Llevando lo dicho al campo laboral, hay que comenzar afirmando, con una cierta osadía, que asumo sin complejos, que leyes no faltan, incluso sobran. Lo que faltan son conductas, hábitos, actitudes acordes con el mercado laboral deseado. Y valga el inciso: ¿deseado por quién? Tengo mis dudas de que Sindicatos y Organizaciones empresariales tengan el mismo modelo deseado, como, por otra parte, puede ser lógico. Que existen discrepancias resulta indudable, pero yo creo que, respecto a lo fundamental, hay unidad de criterio en cuanto a que lo deseable es un sistema de relaciones laborales eficiente, libre en sus basamentos (negociación, huelga, sindicación), y razonablemente social. Ahí, todos de acuerdo, pero en cómo se consigue, sobre todo respecto a la eficiencia, el acuerdo es muy difuso.

▶ [Material proporcionado]
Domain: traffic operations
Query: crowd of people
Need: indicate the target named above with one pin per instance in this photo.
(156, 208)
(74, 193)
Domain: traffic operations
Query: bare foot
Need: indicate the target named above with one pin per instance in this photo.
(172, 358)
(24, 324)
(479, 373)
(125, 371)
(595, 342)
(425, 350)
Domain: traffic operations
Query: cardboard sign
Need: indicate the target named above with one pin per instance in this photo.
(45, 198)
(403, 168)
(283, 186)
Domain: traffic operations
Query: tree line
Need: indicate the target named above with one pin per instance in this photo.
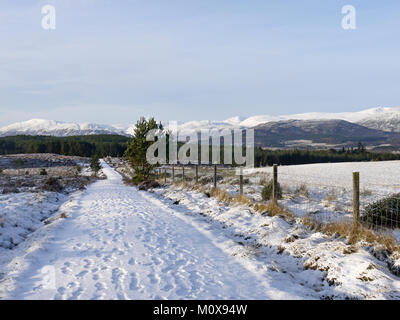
(118, 146)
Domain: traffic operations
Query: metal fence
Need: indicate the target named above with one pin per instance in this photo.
(302, 194)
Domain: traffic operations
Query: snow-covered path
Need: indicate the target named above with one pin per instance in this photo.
(119, 243)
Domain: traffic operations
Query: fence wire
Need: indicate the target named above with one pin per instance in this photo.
(325, 197)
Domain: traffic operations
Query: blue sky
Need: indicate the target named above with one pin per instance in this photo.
(114, 61)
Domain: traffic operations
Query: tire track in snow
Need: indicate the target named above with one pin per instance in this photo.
(117, 244)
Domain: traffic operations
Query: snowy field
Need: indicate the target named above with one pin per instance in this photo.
(112, 241)
(380, 177)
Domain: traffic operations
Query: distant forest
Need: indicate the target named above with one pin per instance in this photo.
(115, 146)
(291, 157)
(84, 146)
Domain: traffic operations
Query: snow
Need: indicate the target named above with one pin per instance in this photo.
(382, 118)
(56, 128)
(116, 242)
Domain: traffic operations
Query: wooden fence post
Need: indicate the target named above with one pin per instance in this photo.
(275, 184)
(356, 197)
(215, 175)
(241, 182)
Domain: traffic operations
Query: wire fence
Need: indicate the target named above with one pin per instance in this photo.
(327, 197)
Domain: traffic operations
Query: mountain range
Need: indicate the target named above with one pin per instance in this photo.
(375, 127)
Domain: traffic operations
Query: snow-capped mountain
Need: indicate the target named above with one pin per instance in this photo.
(383, 119)
(56, 128)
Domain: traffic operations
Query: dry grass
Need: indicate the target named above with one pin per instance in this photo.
(331, 196)
(221, 195)
(343, 229)
(353, 232)
(302, 191)
(366, 192)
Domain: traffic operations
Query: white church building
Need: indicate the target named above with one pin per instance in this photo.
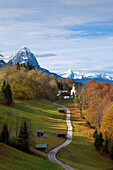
(73, 90)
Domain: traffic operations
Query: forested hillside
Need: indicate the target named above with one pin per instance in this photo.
(28, 83)
(96, 106)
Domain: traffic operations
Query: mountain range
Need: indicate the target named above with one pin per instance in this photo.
(25, 55)
(80, 77)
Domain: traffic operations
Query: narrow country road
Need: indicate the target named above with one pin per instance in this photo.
(53, 152)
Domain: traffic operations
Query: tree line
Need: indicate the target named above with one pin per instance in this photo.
(95, 100)
(24, 82)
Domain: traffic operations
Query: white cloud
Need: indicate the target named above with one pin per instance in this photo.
(40, 25)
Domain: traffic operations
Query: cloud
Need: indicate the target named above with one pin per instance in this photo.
(45, 55)
(79, 32)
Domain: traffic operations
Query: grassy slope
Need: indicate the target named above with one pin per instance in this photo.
(13, 159)
(81, 154)
(43, 115)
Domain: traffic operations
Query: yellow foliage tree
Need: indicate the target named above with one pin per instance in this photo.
(107, 125)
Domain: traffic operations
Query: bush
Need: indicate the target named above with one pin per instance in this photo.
(83, 114)
(98, 140)
(95, 132)
(111, 151)
(105, 145)
(24, 137)
(88, 123)
(4, 134)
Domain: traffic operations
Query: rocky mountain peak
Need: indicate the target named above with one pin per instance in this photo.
(23, 56)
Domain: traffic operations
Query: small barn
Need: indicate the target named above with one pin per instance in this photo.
(61, 134)
(41, 147)
(40, 133)
(61, 110)
(62, 93)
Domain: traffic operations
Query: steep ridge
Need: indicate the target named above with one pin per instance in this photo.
(25, 55)
(80, 77)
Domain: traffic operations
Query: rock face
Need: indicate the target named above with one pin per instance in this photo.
(24, 56)
(2, 63)
(80, 77)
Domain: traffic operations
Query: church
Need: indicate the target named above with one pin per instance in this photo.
(73, 91)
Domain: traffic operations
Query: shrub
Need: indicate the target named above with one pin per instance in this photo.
(4, 134)
(24, 137)
(88, 123)
(111, 151)
(95, 132)
(83, 114)
(105, 145)
(98, 140)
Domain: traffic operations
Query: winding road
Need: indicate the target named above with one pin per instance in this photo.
(53, 152)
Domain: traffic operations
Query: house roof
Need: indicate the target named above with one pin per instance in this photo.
(41, 145)
(61, 133)
(61, 109)
(40, 131)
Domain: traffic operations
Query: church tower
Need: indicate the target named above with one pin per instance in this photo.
(73, 90)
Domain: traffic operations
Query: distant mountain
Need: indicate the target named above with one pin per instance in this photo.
(25, 55)
(80, 77)
(2, 63)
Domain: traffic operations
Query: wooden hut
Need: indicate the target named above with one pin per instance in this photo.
(41, 146)
(40, 133)
(61, 134)
(62, 110)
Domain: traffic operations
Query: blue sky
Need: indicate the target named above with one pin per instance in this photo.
(76, 34)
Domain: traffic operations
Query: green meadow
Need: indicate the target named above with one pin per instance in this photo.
(81, 153)
(42, 115)
(13, 159)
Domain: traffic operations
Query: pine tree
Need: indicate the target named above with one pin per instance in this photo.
(111, 151)
(5, 134)
(24, 137)
(95, 132)
(7, 93)
(98, 140)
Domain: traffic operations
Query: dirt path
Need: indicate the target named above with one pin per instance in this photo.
(53, 152)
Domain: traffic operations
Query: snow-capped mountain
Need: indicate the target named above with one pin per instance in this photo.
(2, 63)
(25, 55)
(1, 57)
(80, 77)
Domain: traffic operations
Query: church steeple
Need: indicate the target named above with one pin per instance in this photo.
(73, 91)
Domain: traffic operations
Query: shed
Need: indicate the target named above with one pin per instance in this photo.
(40, 133)
(62, 110)
(61, 134)
(41, 146)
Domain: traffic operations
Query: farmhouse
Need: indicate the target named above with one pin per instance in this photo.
(61, 110)
(61, 134)
(40, 133)
(62, 93)
(73, 91)
(41, 147)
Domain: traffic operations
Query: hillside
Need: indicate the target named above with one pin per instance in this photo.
(82, 152)
(42, 115)
(13, 159)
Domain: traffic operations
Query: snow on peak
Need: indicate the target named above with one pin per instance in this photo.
(87, 76)
(1, 57)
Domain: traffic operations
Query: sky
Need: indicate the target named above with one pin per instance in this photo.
(63, 34)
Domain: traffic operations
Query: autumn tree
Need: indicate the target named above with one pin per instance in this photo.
(7, 93)
(24, 137)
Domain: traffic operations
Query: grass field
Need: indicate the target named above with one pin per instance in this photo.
(43, 115)
(81, 154)
(12, 159)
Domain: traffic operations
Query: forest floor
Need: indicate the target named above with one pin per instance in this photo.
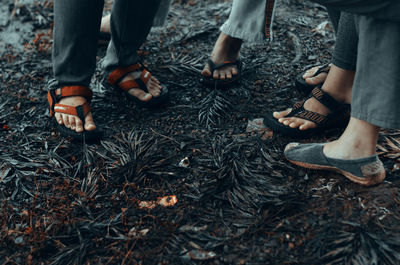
(186, 183)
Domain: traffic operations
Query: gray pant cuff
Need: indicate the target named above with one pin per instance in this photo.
(386, 122)
(233, 31)
(341, 63)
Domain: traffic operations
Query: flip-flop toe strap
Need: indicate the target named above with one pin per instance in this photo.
(81, 111)
(327, 100)
(323, 69)
(120, 72)
(54, 95)
(227, 63)
(298, 111)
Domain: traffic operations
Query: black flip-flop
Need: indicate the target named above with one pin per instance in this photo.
(104, 37)
(338, 118)
(219, 83)
(301, 84)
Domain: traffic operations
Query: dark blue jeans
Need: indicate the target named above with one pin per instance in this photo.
(76, 28)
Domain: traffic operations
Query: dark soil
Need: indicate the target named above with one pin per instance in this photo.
(238, 200)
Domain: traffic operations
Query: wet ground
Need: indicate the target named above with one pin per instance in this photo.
(185, 184)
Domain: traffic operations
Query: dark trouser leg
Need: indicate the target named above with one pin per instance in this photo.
(382, 9)
(131, 21)
(376, 90)
(345, 53)
(76, 27)
(334, 15)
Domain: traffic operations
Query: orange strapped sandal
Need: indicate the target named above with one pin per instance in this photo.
(338, 118)
(219, 83)
(54, 95)
(115, 77)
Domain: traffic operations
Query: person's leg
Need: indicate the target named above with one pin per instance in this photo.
(245, 23)
(339, 81)
(376, 89)
(311, 76)
(382, 9)
(130, 24)
(374, 105)
(76, 27)
(159, 19)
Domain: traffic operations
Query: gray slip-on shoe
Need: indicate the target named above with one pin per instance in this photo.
(365, 171)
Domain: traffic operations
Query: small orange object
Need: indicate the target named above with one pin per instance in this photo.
(166, 201)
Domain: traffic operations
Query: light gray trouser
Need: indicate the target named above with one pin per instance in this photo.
(376, 88)
(246, 20)
(75, 37)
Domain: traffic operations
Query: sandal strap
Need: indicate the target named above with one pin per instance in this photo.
(327, 100)
(120, 72)
(299, 111)
(54, 95)
(140, 82)
(227, 63)
(323, 69)
(81, 111)
(214, 66)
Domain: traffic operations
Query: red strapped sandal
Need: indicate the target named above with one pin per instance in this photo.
(338, 118)
(55, 95)
(115, 77)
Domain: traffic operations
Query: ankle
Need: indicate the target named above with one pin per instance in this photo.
(359, 139)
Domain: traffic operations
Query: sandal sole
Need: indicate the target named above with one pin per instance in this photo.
(370, 181)
(276, 126)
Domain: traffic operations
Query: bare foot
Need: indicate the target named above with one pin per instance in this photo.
(338, 84)
(226, 48)
(74, 122)
(315, 80)
(153, 86)
(357, 141)
(105, 24)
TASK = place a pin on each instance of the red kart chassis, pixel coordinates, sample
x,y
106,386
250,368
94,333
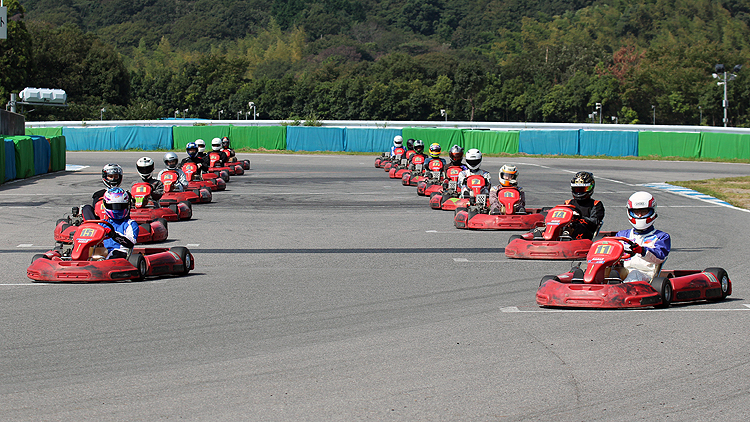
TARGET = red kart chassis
x,y
600,285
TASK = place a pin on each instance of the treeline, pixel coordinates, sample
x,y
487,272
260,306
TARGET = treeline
x,y
540,61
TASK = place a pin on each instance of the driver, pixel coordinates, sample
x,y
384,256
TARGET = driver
x,y
508,179
589,213
652,246
117,208
111,177
170,160
473,161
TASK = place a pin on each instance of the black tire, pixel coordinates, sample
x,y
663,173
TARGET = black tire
x,y
37,256
139,262
185,256
547,278
664,286
723,278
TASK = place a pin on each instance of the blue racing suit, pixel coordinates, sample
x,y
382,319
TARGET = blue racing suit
x,y
656,245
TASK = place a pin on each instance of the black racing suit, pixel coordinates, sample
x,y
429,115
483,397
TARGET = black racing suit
x,y
591,216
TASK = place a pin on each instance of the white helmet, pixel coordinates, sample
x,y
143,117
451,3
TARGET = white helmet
x,y
201,145
508,175
641,210
473,159
145,166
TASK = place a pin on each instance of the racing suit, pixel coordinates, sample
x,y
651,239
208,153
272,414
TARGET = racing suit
x,y
496,207
181,183
591,215
461,185
656,245
125,227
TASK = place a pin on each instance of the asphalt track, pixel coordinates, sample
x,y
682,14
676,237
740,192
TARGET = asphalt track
x,y
324,291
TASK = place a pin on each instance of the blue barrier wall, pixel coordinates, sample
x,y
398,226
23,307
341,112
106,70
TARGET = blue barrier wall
x,y
608,142
314,138
10,160
369,140
42,154
550,142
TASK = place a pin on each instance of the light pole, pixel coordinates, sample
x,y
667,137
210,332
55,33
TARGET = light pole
x,y
721,74
653,116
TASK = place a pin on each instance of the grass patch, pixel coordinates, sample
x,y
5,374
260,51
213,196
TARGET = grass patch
x,y
735,190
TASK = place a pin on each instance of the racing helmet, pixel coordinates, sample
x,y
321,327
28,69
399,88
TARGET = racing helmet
x,y
641,210
144,166
170,160
435,150
116,203
473,159
191,149
508,175
456,154
419,146
201,145
111,175
582,185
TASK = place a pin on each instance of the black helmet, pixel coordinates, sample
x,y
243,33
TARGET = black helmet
x,y
419,146
582,185
456,154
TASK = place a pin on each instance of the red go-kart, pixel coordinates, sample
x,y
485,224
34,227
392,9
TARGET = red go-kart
x,y
145,208
478,217
600,284
84,260
198,181
171,195
551,243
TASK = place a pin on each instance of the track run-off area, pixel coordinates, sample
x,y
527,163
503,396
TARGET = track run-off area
x,y
325,291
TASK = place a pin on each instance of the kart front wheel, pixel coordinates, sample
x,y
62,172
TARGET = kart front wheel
x,y
139,262
723,278
664,286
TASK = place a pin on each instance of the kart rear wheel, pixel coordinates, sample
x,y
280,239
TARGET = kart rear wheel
x,y
664,287
547,278
139,262
185,257
723,279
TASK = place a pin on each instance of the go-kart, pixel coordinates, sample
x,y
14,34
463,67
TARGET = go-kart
x,y
600,284
145,208
151,229
172,195
84,260
216,166
477,216
197,181
436,182
551,243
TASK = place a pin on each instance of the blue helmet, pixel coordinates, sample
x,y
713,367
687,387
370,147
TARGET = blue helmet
x,y
117,204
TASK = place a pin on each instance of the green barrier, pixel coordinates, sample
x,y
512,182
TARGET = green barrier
x,y
47,132
257,137
24,156
491,141
725,145
445,137
58,147
181,135
669,144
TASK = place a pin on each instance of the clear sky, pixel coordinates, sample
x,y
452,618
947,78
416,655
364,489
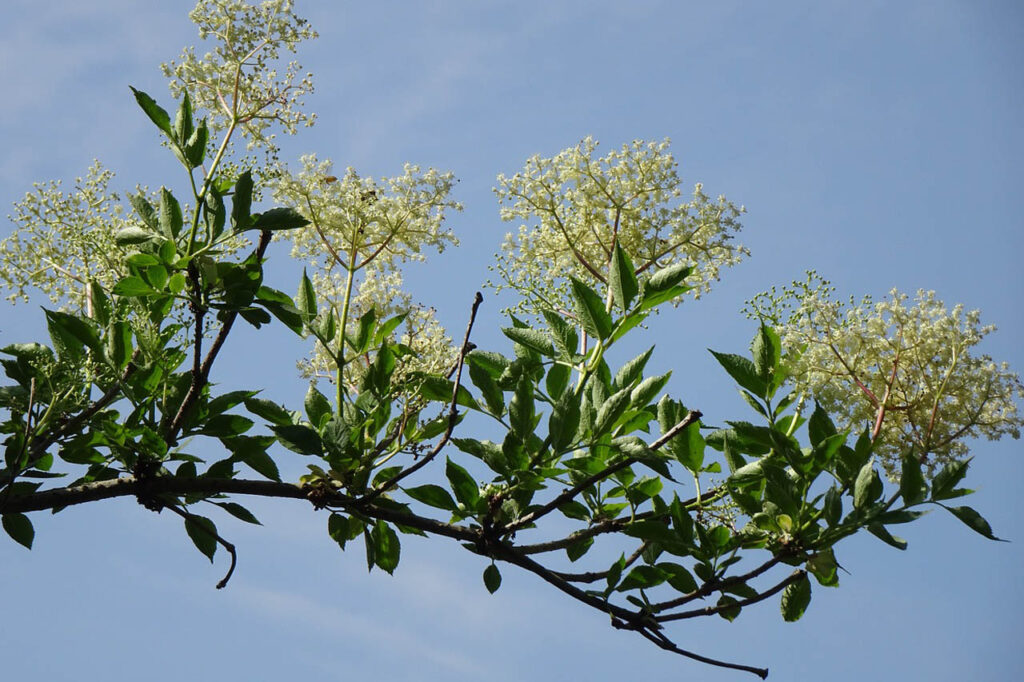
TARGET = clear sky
x,y
878,142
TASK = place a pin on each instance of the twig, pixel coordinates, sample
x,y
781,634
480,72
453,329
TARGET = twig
x,y
664,642
453,417
712,610
713,586
223,543
691,417
199,382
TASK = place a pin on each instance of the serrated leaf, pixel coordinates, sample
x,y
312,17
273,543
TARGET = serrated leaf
x,y
203,534
974,520
623,279
242,201
911,481
269,411
387,548
316,406
19,528
279,219
239,512
305,300
299,438
564,420
867,487
170,214
464,485
667,278
943,485
590,309
156,113
530,338
742,372
433,496
796,597
492,579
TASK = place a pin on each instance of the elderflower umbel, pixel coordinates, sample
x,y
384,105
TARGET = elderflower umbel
x,y
907,371
365,227
65,240
238,80
578,207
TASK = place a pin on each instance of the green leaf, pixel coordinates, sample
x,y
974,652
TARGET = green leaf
x,y
641,577
183,120
564,335
269,411
19,528
522,409
974,520
819,426
590,310
911,482
82,331
368,324
464,485
493,395
867,487
564,421
632,371
146,212
242,202
610,411
387,548
278,219
796,597
299,438
767,351
492,579
824,568
259,461
170,214
688,448
647,389
154,111
743,372
316,406
882,534
203,534
667,279
944,483
133,287
305,300
433,496
239,512
623,279
196,145
530,338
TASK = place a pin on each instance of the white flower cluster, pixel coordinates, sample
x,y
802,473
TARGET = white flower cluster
x,y
433,351
357,221
238,80
579,207
360,230
906,370
65,240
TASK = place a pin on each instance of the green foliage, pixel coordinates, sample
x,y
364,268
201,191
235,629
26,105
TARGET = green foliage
x,y
588,456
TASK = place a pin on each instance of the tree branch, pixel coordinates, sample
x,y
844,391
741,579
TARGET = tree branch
x,y
691,417
452,418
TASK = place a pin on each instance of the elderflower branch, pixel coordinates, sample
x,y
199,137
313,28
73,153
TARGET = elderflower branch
x,y
918,354
577,208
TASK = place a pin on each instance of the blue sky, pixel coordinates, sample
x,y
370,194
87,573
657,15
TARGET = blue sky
x,y
877,142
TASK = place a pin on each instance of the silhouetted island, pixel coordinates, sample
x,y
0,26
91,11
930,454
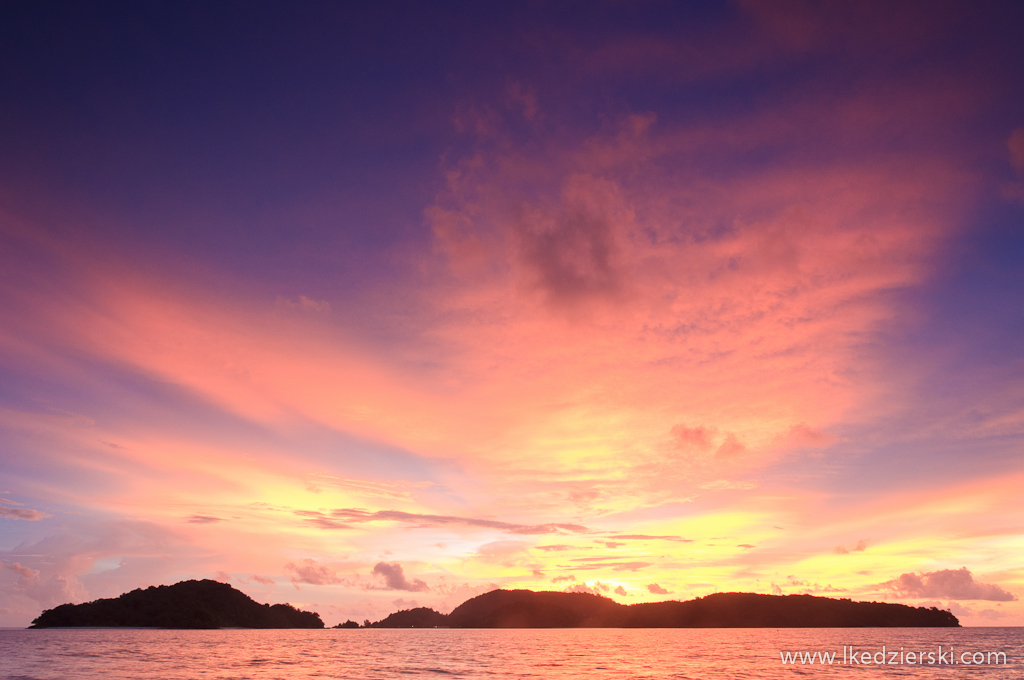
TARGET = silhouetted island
x,y
526,608
185,604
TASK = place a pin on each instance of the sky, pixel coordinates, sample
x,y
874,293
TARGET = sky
x,y
367,306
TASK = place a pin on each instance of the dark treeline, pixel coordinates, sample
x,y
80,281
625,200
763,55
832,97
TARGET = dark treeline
x,y
186,604
524,608
213,604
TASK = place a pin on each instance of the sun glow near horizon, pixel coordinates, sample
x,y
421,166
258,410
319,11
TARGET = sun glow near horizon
x,y
555,333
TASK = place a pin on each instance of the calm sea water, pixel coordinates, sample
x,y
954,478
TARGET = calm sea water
x,y
551,654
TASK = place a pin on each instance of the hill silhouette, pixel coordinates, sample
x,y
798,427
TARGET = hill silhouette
x,y
185,604
525,608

▶ [Tarea A]
Según el fragmento, ¿cuáles son los basamentos de un sistema de relaciones laborales libre?
▶ [Tarea B]
Indica si cada afirmación concuerda con el fragmento y cita las palabras que lo deciden: (i) El autor sostiene que en el campo laboral faltan leyes. (ii) El autor duda de que sindicatos y organizaciones empresariales tengan el mismo modelo deseado. (iii) Según el autor, hay un acuerdo claro sobre cómo conseguir la eficiencia.
▶ [Tarea C]
Copia el fragmento desde "Llevando lo dicho" hasta "es muy difuso.", ambos incluidos, y sustituye "eficiente" por "productivo".
El material no guarda relación con el fragmento.

▶ [Respuesta A]
La negociación, la huelga y la sindicación.

▶ [Respuesta B]
(i) No: "leyes no faltan, incluso sobran".
(ii) Sí: "Tengo mis dudas de que Sindicatos y Organizaciones empresariales tengan el mismo modelo deseado".
(iii) No: "en cómo se consigue, sobre todo respecto a la eficiencia, el acuerdo es muy difuso".

▶ [Respuesta C]
Llevando lo dicho al campo laboral, hay que comenzar afirmando, con una cierta osadía, que asumo sin complejos, que leyes no faltan, incluso sobran. Lo que faltan son conductas, hábitos, actitudes acordes con el mercado laboral deseado. Y valga el inciso: ¿deseado por quién? Tengo mis dudas de que Sindicatos y Organizaciones empresariales tengan el mismo modelo deseado, como, por otra parte, puede ser lógico. Que existen discrepancias resulta indudable, pero yo creo que, respecto a lo fundamental, hay unidad de criterio en cuanto a que lo deseable es un sistema de relaciones laborales productivo, libre en sus basamentos (negociación, huelga, sindicación), y razonablemente social. Ahí, todos de acuerdo, pero en cómo se consigue, sobre todo respecto a la eficiencia, el acuerdo es muy difuso.